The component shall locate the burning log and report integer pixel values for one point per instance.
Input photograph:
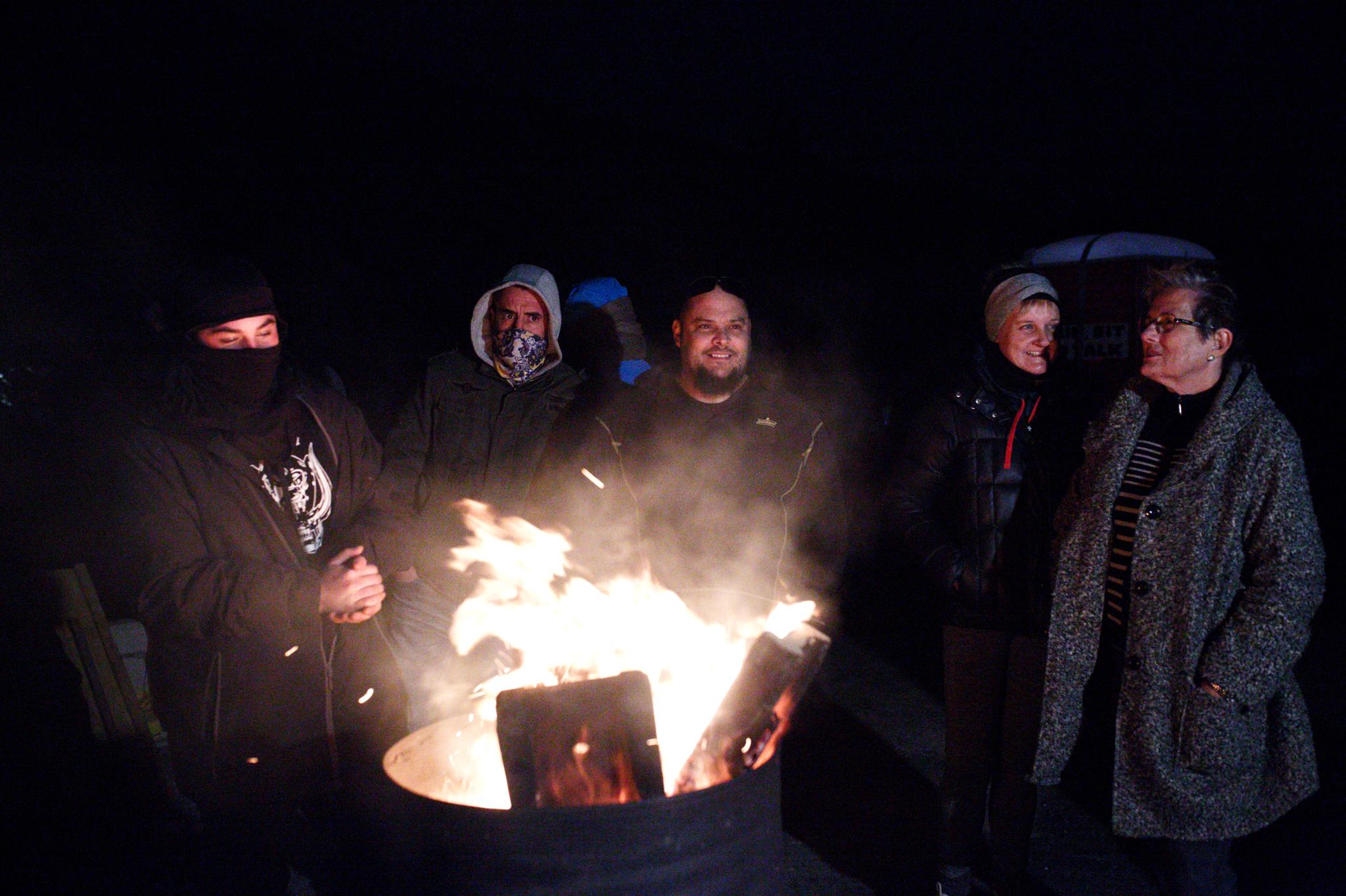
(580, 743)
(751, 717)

--

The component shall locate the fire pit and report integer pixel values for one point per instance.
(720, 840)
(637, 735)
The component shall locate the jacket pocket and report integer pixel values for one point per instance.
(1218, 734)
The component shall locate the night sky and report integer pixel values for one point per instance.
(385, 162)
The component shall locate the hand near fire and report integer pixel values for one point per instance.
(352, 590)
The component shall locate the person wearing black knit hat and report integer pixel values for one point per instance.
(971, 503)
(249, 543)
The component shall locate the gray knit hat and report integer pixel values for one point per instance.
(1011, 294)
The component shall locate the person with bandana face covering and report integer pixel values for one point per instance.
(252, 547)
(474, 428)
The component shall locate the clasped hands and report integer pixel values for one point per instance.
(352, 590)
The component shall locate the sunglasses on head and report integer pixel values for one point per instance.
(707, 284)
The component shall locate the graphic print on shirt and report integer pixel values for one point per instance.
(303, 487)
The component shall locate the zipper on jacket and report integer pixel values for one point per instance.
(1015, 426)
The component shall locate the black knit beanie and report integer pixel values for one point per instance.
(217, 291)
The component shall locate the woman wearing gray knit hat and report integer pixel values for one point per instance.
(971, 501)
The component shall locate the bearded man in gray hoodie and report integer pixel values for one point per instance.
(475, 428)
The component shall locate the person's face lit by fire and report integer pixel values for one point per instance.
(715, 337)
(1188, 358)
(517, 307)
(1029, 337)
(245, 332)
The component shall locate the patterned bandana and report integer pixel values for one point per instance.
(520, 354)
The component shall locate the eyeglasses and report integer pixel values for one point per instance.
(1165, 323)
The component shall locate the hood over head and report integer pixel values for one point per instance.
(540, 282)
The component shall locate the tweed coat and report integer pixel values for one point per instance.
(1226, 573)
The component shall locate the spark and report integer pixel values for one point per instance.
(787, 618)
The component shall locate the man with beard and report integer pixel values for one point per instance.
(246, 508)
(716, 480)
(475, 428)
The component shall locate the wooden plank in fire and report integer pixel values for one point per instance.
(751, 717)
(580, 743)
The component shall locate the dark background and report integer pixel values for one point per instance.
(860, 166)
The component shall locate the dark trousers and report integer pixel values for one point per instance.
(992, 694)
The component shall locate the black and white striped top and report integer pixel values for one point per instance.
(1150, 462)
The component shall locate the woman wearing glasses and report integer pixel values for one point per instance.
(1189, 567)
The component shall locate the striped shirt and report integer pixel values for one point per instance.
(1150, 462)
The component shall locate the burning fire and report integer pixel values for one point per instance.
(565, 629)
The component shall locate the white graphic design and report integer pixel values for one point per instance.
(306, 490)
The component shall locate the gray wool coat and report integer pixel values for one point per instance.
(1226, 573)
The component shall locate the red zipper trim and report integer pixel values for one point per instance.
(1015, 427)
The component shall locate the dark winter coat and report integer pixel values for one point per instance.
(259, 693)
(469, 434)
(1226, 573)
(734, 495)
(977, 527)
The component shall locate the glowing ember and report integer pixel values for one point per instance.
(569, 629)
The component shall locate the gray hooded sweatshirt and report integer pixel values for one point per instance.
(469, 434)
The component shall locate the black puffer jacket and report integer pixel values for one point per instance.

## Challenge:
Output the lines from the one containing "The component shall locate the black and" through the one containing "(1189, 567)", including both, reproducing them word for word.

## Result of the task:
The component shall locate the black and white striped top and report integer pixel values for one point per instance.
(1150, 462)
The component shall locate the woman wearing glasses and report integer pixel values for one point per instance.
(1189, 567)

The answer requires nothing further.